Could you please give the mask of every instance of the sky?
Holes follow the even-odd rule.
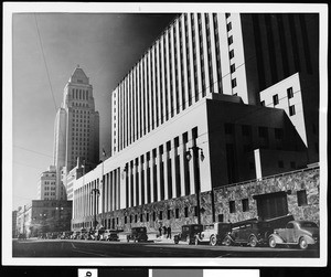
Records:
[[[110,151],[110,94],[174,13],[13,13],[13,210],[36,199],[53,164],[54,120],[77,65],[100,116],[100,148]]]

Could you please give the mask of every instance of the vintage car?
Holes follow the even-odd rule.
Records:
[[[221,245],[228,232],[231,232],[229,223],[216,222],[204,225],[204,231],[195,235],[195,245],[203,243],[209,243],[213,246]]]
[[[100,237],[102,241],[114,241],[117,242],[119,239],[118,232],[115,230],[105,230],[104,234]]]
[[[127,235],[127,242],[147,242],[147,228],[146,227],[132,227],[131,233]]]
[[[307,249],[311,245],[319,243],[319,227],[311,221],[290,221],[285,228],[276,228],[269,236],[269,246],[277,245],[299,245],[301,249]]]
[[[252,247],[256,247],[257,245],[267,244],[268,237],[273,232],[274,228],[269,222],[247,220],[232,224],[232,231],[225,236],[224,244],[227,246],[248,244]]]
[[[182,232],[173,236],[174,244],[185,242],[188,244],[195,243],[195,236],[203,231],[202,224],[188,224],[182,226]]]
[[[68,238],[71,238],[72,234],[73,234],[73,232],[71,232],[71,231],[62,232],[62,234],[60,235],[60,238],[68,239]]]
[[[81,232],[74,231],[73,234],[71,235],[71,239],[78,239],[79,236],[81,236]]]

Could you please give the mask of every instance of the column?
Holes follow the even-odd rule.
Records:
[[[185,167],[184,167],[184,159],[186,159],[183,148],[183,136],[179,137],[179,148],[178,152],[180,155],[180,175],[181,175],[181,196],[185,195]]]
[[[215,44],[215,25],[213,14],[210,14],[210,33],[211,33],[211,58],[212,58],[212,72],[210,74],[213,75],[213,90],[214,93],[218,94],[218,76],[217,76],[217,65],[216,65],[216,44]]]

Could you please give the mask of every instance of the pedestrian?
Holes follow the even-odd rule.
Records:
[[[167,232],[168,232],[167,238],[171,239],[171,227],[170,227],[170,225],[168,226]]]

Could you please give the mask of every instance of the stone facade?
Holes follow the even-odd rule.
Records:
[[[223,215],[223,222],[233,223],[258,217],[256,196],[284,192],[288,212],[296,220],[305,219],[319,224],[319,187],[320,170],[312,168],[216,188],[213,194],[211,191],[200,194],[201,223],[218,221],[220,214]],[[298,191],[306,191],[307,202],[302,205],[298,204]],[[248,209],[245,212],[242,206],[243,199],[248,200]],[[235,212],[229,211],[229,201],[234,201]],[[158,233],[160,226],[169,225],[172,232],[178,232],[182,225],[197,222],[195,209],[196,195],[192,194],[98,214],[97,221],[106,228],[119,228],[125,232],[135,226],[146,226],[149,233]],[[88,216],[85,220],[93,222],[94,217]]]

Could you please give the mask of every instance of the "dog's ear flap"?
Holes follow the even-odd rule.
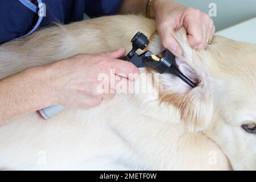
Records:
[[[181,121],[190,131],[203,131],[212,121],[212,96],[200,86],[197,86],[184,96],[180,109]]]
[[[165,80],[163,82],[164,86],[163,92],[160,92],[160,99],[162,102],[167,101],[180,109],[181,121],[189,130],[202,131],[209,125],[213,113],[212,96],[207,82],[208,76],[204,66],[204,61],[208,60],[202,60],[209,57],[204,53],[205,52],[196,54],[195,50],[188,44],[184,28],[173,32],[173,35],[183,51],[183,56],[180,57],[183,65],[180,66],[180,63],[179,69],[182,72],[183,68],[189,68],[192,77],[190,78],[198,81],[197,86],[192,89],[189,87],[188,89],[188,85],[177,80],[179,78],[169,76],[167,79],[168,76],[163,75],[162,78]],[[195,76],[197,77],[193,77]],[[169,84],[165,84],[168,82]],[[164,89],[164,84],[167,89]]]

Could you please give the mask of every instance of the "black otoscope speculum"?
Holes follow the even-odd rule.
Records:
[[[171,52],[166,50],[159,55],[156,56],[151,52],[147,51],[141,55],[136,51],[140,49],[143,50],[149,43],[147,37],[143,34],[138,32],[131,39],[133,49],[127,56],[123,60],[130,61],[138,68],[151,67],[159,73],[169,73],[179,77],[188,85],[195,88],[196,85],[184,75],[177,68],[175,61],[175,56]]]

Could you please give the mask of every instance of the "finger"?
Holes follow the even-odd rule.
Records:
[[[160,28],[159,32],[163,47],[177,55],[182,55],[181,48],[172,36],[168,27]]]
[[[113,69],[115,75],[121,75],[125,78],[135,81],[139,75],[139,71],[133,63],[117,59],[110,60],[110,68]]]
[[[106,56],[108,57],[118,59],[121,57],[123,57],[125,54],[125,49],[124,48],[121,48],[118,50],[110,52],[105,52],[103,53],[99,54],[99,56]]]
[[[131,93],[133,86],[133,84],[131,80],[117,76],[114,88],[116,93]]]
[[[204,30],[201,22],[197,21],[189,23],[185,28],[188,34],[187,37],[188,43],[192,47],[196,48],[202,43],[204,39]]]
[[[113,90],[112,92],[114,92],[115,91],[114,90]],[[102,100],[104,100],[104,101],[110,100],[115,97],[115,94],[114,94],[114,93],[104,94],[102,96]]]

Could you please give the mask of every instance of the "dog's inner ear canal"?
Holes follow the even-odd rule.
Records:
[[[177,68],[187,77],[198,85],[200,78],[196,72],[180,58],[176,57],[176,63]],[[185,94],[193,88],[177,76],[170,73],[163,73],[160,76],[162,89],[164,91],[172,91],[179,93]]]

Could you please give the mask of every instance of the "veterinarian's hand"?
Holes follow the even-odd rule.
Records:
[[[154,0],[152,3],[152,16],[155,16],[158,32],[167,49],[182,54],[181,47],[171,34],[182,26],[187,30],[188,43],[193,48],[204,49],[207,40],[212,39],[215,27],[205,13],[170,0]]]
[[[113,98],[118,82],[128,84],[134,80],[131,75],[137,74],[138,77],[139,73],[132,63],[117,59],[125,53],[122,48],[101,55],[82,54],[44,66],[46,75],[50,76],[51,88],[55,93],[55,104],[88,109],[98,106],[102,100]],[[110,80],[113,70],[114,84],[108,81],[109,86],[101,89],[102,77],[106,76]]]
---
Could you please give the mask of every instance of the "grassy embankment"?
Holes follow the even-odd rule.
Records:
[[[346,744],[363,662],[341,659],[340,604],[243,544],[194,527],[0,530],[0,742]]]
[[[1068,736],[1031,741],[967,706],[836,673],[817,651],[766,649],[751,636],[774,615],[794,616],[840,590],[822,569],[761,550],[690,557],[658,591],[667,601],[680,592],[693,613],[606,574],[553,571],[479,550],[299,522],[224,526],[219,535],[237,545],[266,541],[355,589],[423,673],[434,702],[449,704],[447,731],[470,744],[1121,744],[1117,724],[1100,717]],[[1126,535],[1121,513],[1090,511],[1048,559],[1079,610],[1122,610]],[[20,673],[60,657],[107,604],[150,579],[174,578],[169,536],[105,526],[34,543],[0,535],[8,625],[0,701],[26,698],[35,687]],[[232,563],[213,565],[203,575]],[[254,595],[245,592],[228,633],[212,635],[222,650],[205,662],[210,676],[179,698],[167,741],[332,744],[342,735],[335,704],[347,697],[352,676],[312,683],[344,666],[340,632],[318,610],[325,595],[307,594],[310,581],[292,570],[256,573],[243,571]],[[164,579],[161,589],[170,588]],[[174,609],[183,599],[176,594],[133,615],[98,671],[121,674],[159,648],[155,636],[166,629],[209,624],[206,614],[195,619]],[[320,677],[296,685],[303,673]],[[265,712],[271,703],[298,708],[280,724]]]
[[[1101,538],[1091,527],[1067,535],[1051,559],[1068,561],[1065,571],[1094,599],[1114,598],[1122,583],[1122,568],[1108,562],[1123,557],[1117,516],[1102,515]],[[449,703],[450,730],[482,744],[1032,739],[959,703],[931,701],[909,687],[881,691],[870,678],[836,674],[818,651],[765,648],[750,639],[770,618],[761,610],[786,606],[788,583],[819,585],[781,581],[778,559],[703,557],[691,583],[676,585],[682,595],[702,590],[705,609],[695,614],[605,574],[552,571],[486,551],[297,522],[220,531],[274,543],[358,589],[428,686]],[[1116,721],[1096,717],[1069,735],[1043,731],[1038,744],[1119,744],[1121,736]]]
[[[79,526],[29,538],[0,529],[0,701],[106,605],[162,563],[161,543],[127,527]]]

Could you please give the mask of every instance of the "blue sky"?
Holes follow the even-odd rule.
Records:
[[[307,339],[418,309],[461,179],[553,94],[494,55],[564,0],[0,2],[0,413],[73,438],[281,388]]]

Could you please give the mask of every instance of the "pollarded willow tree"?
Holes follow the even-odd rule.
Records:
...
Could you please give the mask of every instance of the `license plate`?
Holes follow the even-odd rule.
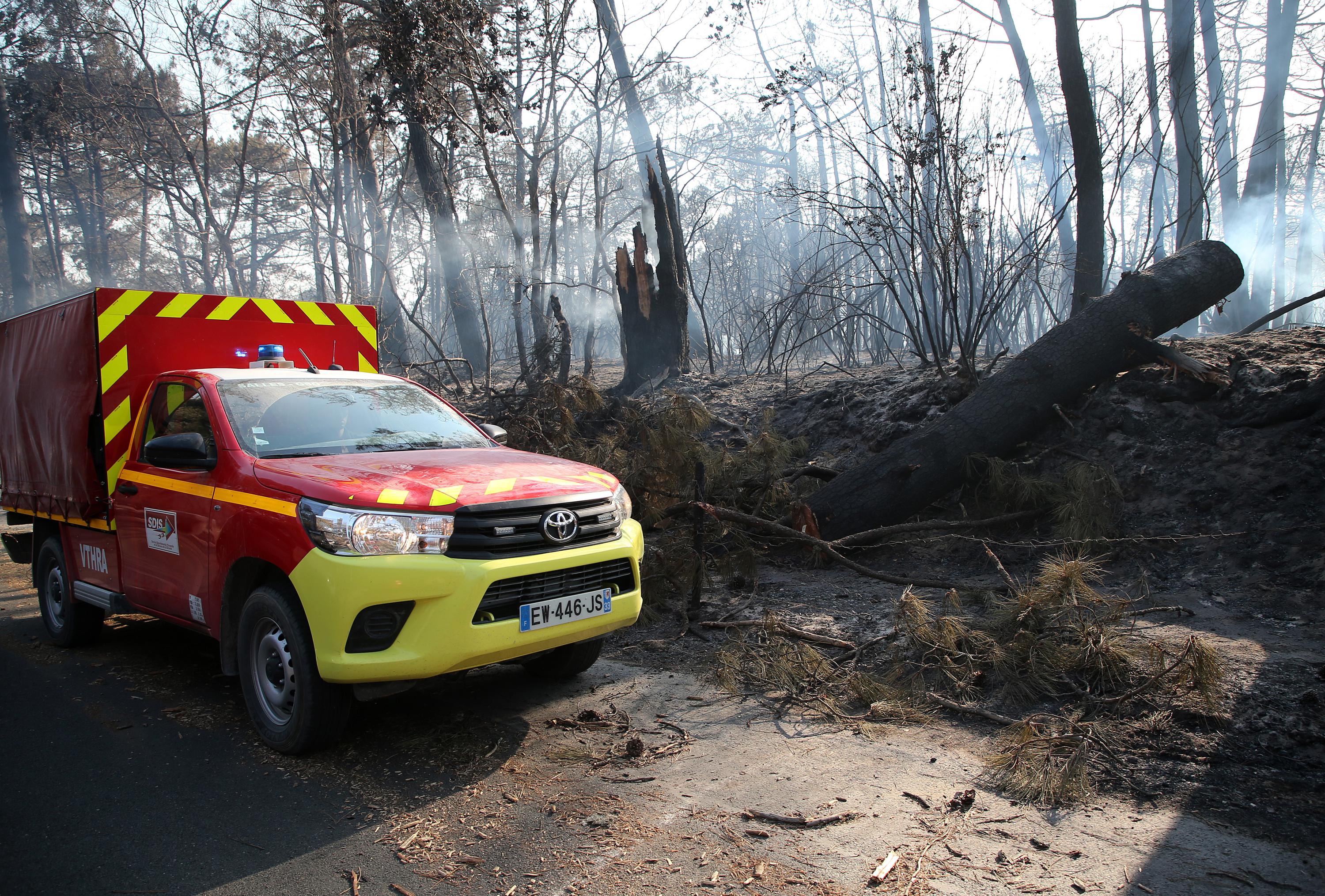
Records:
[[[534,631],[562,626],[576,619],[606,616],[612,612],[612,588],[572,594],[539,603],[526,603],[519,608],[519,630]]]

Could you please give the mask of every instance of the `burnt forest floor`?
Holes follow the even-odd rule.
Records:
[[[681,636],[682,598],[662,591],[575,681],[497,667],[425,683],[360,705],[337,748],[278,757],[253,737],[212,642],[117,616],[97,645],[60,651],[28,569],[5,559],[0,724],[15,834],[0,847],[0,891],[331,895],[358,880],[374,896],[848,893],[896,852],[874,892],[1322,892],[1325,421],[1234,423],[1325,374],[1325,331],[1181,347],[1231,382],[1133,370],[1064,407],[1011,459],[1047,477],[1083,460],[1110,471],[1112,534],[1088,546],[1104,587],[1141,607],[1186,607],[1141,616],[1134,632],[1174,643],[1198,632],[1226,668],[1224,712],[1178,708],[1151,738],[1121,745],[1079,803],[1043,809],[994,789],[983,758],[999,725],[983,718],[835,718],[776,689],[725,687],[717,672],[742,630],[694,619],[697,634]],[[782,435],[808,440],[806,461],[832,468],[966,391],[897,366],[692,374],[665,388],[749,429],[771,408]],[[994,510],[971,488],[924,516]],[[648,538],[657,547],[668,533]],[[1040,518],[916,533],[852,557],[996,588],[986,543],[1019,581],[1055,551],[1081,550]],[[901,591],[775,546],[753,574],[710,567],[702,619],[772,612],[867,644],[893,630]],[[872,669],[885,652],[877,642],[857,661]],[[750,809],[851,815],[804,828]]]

▶ **CHALLENGE**:
Locate each line in the records above that contains the word "pedestrian", and copy those lines in full.

▶ **EXPECTED OUTPUT**:
Could you please give the mask of every instance of the pedestrian?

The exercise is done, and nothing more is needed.